---------- Provided data ----------

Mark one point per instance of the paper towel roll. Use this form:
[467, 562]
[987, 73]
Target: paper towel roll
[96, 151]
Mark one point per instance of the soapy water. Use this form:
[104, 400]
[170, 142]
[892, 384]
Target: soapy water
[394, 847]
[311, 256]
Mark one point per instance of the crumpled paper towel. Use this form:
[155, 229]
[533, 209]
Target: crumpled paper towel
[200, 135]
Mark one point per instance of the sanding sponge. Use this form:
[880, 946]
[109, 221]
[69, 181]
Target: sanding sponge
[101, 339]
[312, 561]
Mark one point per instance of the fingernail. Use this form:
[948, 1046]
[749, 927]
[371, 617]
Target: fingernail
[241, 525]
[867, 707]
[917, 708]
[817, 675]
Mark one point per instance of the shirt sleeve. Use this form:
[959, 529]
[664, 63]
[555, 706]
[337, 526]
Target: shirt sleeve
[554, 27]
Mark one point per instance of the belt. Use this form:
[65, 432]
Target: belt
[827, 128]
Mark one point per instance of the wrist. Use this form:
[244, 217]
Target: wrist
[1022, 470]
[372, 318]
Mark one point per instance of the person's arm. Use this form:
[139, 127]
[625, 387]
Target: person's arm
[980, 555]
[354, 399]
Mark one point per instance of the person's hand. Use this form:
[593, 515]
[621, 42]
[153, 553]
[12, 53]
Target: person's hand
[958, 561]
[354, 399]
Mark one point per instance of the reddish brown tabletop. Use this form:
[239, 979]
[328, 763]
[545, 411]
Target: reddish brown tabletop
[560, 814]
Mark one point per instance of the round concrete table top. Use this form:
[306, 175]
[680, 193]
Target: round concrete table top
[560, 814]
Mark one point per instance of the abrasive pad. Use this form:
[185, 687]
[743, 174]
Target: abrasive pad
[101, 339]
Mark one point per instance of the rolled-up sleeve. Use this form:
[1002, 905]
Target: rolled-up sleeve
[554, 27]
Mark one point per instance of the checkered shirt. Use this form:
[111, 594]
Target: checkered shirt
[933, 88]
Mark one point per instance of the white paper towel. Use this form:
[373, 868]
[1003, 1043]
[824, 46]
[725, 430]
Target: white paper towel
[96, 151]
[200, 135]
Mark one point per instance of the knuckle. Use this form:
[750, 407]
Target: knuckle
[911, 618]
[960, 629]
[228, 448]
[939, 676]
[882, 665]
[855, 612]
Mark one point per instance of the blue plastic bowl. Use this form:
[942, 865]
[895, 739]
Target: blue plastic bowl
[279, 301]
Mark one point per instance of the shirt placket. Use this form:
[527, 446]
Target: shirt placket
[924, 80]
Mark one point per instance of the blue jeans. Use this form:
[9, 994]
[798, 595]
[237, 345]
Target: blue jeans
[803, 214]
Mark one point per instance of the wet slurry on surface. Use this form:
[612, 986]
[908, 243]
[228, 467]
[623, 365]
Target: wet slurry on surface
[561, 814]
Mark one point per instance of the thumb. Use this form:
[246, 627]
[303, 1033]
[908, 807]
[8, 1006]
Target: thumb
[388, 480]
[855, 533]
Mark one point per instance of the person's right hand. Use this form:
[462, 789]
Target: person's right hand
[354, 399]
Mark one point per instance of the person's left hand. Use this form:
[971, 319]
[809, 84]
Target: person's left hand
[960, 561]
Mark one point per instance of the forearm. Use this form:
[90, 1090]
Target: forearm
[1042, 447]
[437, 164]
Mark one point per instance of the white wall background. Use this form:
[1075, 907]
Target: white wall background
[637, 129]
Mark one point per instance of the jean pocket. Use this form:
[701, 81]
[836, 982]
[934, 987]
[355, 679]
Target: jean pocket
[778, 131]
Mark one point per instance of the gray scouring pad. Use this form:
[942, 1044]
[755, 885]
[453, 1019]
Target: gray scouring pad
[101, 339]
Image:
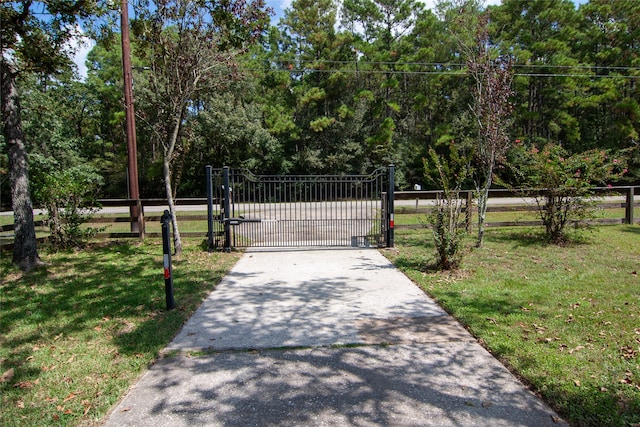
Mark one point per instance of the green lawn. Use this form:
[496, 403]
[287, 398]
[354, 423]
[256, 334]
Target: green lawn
[76, 335]
[565, 319]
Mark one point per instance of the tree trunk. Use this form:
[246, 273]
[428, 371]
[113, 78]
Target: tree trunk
[25, 252]
[177, 240]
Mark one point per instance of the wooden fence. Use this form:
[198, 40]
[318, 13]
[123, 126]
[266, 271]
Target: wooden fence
[506, 208]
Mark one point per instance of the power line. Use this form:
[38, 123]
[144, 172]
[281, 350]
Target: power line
[458, 73]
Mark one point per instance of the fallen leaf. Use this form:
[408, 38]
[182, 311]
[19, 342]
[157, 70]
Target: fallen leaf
[23, 384]
[580, 347]
[7, 376]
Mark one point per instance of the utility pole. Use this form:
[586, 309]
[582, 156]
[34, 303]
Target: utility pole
[135, 211]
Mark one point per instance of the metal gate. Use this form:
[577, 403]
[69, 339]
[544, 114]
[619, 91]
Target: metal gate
[299, 211]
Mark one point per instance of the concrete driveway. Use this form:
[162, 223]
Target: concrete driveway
[325, 337]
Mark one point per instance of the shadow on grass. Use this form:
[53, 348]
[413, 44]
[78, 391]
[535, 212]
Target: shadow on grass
[116, 289]
[633, 229]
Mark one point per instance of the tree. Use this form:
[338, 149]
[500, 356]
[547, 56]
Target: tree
[33, 37]
[492, 76]
[190, 48]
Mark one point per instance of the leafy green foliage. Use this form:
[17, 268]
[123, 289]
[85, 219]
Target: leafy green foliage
[444, 219]
[563, 184]
[69, 197]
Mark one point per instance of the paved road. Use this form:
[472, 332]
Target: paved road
[325, 337]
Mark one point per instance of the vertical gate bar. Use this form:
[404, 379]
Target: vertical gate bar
[209, 177]
[226, 207]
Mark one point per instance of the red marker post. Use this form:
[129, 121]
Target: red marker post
[168, 271]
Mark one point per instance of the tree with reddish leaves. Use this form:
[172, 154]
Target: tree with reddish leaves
[492, 108]
[190, 48]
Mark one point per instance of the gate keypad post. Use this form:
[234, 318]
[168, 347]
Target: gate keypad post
[168, 270]
[227, 208]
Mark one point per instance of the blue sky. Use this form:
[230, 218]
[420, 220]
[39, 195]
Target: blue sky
[277, 5]
[280, 5]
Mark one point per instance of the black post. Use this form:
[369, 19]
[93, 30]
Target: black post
[390, 207]
[227, 208]
[168, 271]
[629, 208]
[209, 175]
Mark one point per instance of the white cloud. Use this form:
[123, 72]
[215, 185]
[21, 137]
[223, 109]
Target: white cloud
[78, 48]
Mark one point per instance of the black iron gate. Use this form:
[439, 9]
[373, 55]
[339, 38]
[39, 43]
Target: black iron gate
[299, 211]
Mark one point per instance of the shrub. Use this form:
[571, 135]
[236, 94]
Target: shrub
[563, 184]
[445, 217]
[68, 197]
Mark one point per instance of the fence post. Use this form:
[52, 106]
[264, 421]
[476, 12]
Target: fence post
[168, 270]
[629, 219]
[390, 207]
[209, 177]
[227, 208]
[141, 221]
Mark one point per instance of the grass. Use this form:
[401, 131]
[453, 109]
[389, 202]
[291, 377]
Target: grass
[77, 334]
[564, 319]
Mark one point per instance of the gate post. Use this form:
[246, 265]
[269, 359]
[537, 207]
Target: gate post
[226, 191]
[209, 177]
[390, 207]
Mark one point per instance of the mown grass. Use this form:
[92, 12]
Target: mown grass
[75, 335]
[565, 319]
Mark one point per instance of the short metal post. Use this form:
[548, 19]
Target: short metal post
[391, 207]
[168, 271]
[227, 208]
[469, 211]
[210, 232]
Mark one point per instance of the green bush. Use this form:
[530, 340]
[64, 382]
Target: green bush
[444, 219]
[69, 198]
[563, 184]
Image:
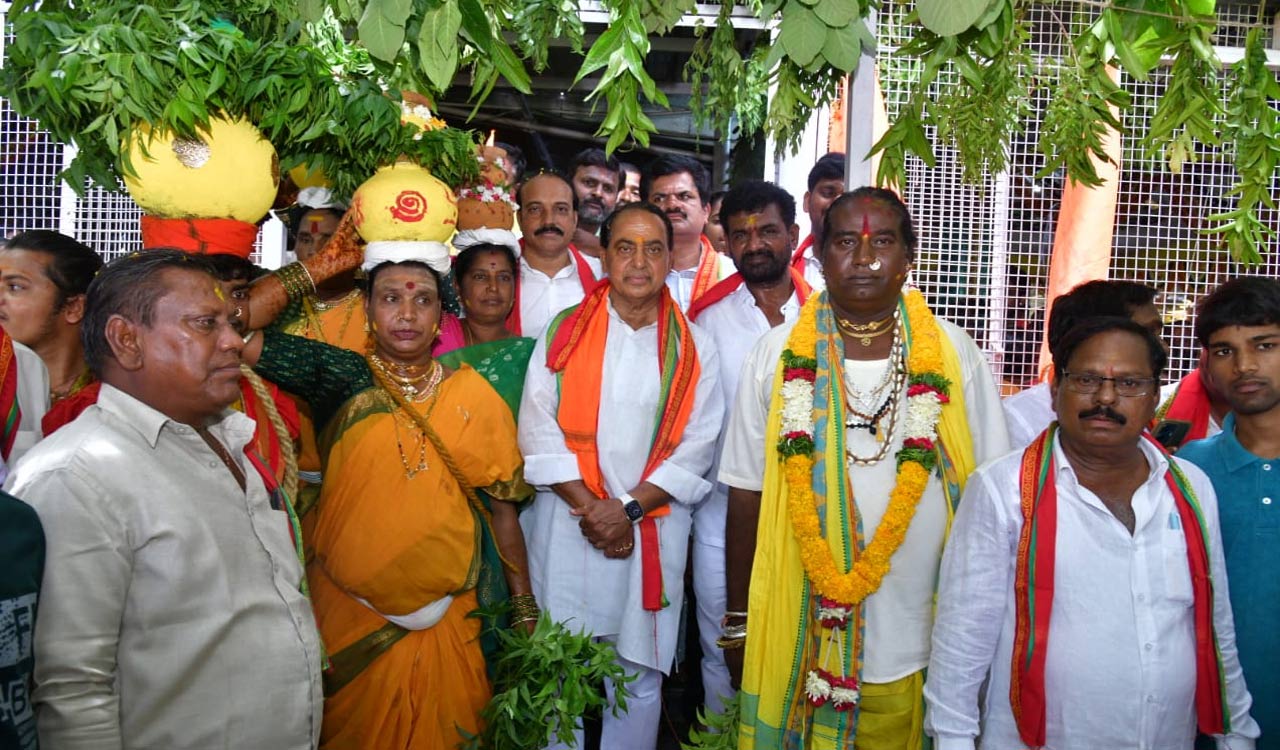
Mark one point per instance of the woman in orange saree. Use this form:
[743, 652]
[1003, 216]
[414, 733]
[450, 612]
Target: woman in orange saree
[396, 536]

----------

Problem details
Your task is to repeat the data above exactly while excluding the pictures.

Written solution
Mark one point per instance of the paper towel roll. Use this form:
[467, 562]
[987, 73]
Target: paper towel roll
[96, 151]
Mark one point per instance of the soapy water. Use this form:
[104, 400]
[170, 142]
[892, 384]
Target: soapy water
[394, 847]
[311, 256]
Mark one point per instance of the crumpled paper towel. Use this form:
[155, 229]
[533, 209]
Target: crumpled paper towel
[200, 135]
Mark one point per instance of the sanding sponge. Use this form:
[880, 946]
[109, 221]
[69, 181]
Target: sanding sponge
[101, 339]
[312, 561]
Mark one point per instance of the fingernail. Use this form:
[948, 1046]
[749, 927]
[371, 617]
Target: fingernail
[241, 525]
[867, 707]
[917, 708]
[817, 675]
Mark one point per instance of the shirt sleeve. Use this form:
[959, 529]
[664, 63]
[555, 706]
[337, 526]
Target: shirt sleeve
[554, 27]
Mark one point per instance of the belt. Use this form:
[65, 432]
Target: belt
[827, 128]
Mark one point per instance of the wrist. Use this form:
[244, 217]
Target: wrist
[1022, 470]
[372, 318]
Mark one point per instance of the person's arm. Use this form:
[139, 127]
[625, 387]
Target: person's arm
[980, 555]
[354, 399]
Mark one point per instance of the person's hand. Use this form:
[593, 515]
[621, 42]
[153, 553]
[12, 53]
Target: person's hand
[958, 561]
[354, 399]
Mark one point per instance of the reddish brown tabletop. Use this form:
[239, 979]
[328, 763]
[545, 411]
Target: reddish brown tabletop
[560, 814]
Mark one point per instance of the round concrete table top. Use this form:
[306, 175]
[680, 193]
Target: round concrete table top
[560, 814]
Mark one point per instance of the abrasive pad. Use this form:
[185, 687]
[743, 174]
Target: abrasive pad
[101, 339]
Mark one point per instance of the rolled-up sleeve. Use this form:
[1002, 905]
Target: rolled-up sleeve
[554, 27]
Mark one point per instance of the checkered shirt. Use this form:
[111, 594]
Target: checkered shirt
[933, 88]
Mark one point per instance of the white paper towel. Use this form:
[373, 868]
[1003, 1043]
[824, 46]
[725, 430]
Target: white paper towel
[96, 151]
[200, 135]
Mark one point per instance of the knuckle. Use this form:
[750, 407]
Target: knuckle
[911, 618]
[960, 629]
[228, 448]
[939, 676]
[882, 665]
[855, 612]
Mark one point per instance of the blue plastic bowl. Use this form:
[942, 865]
[895, 739]
Target: blue plastic bowl
[279, 301]
Mark one point per instance of the shirt placket. Use this form:
[527, 446]
Target: shirt placket
[924, 80]
Mark one point per instance of the blue jeans. Use this form:
[9, 994]
[798, 595]
[237, 345]
Target: blue jeans
[803, 214]
Mark one point per instance of the wet slurry on surface. Use this form:
[612, 986]
[908, 243]
[228, 467]
[623, 365]
Target: wet slurry on surface
[561, 814]
Mark one point per instance of the thumb. Use this form:
[246, 627]
[303, 1033]
[908, 807]
[8, 1006]
Target: thumb
[388, 480]
[855, 533]
Mark one point per instance of the person's right hand. Use this form:
[462, 789]
Target: person's right hand
[354, 399]
Mark one point per instance of the person's left hand. Use this form:
[971, 319]
[809, 84]
Target: person's left hand
[960, 561]
Mark one point per instance of the forearm. Use this form:
[90, 1090]
Target: forearm
[1042, 447]
[437, 164]
Mark one point per instance of the white wall background. Use this form:
[1075, 907]
Target: white wall background
[637, 129]
Mark one point per instance of the jean pocket. Use this form:
[701, 81]
[836, 982]
[934, 987]
[355, 679]
Target: jean pocket
[778, 131]
Mark one point per instance of the gray scouring pad. Use this form:
[942, 1044]
[755, 885]
[453, 1019]
Target: gray scouring pad
[101, 339]
Image:
Mark one point per instance of the green lawn. Use this form:
[496, 403]
[287, 398]
[354, 423]
[256, 334]
Target: green lawn
[76, 335]
[565, 319]
Mark one point per instance of the tree trunk. Use this form:
[246, 273]
[428, 371]
[113, 78]
Target: tree trunk
[25, 252]
[177, 240]
Mark one point per instance of the wooden fence. Use this form:
[198, 40]
[318, 13]
[123, 126]
[266, 271]
Target: wooden fence
[506, 208]
Mark one point per instance of the power line. Use this form:
[38, 123]
[144, 172]
[281, 350]
Target: power line
[458, 73]
Mark one point per instance of the fallen leaf. Use this form:
[408, 38]
[182, 311]
[19, 342]
[157, 70]
Target: fallen leaf
[23, 384]
[580, 347]
[7, 376]
Mark one point per instance of the utility pole. Use this form:
[586, 309]
[582, 156]
[34, 303]
Target: utility pole
[135, 211]
Mark one point per instance of the metal gate. Use this form:
[577, 403]
[69, 339]
[544, 114]
[619, 91]
Target: metal gate
[299, 211]
Mark one point per instance of the concrete driveway. Use this form:
[162, 223]
Target: concrete driveway
[325, 337]
Mark one point per instance of the shadow on grass. Use this form:
[53, 348]
[413, 44]
[78, 391]
[535, 212]
Target: shadow on grass
[116, 289]
[633, 229]
Mark one point per instance of the tree. Use this form:
[338, 149]
[500, 356]
[547, 56]
Target: tree
[33, 37]
[492, 76]
[190, 48]
Mark one point per instance of the leafy green foliage. Use this form:
[17, 268]
[123, 289]
[85, 219]
Target: leafy green foliage
[444, 219]
[563, 184]
[69, 197]
Mark one point per instance of the paved road. Use this form:
[472, 332]
Target: paved road
[325, 337]
Mark one point per instance of the vertical gate bar. Use this form:
[404, 379]
Target: vertical gate bar
[209, 177]
[226, 207]
Mark one point per instance of the red marker post. Use this form:
[129, 121]
Target: red marker post
[168, 271]
Mark one point per instance of the tree with reddish leaves. Use this form:
[172, 154]
Target: tree with reddish leaves
[492, 108]
[190, 48]
Mark one point per instance of the gate keypad post. Use this form:
[234, 318]
[168, 347]
Target: gate keypad post
[168, 270]
[227, 208]
Mark one point per instance of the blue sky. Use this form:
[230, 218]
[420, 220]
[39, 195]
Target: blue sky
[277, 5]
[280, 5]
Mark one point per instance of the black post. Use this form:
[369, 19]
[93, 30]
Target: black post
[390, 207]
[227, 208]
[168, 271]
[629, 208]
[209, 175]
Mark one point per instance of the white cloud. Use this form:
[123, 72]
[215, 185]
[21, 137]
[223, 109]
Target: white cloud
[78, 48]
Mark one point per instance of the black iron gate. Use this form:
[439, 9]
[373, 55]
[339, 38]
[39, 43]
Target: black iron gate
[299, 211]
Mark one point per instance of the shrub. Use this form:
[571, 135]
[236, 94]
Target: shrub
[563, 184]
[445, 217]
[68, 197]
Mark one point per instance of the fence post. Use this form:
[52, 106]
[264, 421]
[476, 12]
Target: fence post
[168, 270]
[629, 219]
[390, 207]
[209, 177]
[227, 208]
[141, 221]
Mark one point per instance of the grass. Use this form:
[401, 131]
[453, 109]
[389, 202]
[291, 377]
Target: grass
[77, 334]
[564, 319]
Mark one point per instance of the gate post. Use this form:
[246, 265]
[269, 359]
[537, 207]
Target: gate post
[226, 191]
[209, 177]
[390, 207]
Mark one point per instance of the mown grass. Use this form:
[92, 12]
Target: mown grass
[75, 335]
[565, 319]
Mark one point per instance of the short metal post. Use this form:
[548, 19]
Target: short metal post
[391, 207]
[168, 271]
[227, 208]
[469, 211]
[210, 232]
Mark one point per instance of the green bush. Use this form:
[530, 340]
[64, 382]
Target: green bush
[444, 219]
[69, 198]
[563, 184]
Image:
Mark one point per instance of the woman in orange saree. Use this form:
[743, 652]
[1003, 216]
[414, 733]
[450, 612]
Target: woman in orange saree
[396, 536]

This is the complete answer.